- TASK DESCRIPTION:
Within the records, determine how many lines contain the word "horse". Your reply must consist of that number only.

Items from a dataset
——

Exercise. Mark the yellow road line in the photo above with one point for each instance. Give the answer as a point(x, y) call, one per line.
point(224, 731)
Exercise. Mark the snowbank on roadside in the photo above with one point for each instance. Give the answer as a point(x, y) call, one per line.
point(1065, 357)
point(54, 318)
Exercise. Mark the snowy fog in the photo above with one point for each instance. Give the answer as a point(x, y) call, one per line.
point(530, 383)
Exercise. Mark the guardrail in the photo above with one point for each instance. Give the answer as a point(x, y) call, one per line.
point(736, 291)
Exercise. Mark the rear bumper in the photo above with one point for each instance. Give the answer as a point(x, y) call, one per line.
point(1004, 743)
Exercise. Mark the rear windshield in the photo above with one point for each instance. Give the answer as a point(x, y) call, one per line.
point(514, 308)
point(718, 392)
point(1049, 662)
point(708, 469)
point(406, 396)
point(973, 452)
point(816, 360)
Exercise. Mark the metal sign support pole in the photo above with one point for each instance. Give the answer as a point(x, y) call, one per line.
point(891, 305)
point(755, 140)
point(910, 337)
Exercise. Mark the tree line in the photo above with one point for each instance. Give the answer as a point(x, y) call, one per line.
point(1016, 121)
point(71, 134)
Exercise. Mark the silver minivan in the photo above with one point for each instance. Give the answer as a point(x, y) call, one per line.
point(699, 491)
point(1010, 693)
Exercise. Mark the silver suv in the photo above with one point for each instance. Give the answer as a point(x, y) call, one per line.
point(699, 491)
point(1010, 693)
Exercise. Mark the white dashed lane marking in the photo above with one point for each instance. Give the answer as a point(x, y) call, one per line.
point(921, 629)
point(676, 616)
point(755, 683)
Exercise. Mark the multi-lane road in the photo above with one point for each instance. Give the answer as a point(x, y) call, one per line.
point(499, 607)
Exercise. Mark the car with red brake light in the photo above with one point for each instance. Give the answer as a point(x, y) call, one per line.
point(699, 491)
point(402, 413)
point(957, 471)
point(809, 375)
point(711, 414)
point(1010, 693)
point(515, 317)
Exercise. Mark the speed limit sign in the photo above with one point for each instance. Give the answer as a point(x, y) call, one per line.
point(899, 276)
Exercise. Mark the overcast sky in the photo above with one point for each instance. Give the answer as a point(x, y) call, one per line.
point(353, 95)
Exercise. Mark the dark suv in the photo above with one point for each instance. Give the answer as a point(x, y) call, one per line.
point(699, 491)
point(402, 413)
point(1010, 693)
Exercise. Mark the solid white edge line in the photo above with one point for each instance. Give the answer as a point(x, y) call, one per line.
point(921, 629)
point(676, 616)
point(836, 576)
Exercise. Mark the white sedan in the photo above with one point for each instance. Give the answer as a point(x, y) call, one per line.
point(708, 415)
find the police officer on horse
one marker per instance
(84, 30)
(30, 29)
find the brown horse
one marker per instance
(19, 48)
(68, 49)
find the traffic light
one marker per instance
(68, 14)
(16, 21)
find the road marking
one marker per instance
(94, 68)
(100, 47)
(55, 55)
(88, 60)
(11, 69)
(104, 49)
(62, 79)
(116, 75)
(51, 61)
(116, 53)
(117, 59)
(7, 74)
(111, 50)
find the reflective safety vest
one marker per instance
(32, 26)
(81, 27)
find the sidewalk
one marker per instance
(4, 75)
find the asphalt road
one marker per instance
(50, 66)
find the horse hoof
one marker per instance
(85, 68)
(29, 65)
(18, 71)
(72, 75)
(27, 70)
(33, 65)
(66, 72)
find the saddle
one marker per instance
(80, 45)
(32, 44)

——

- ANSWER TO THE EXERCISE:
3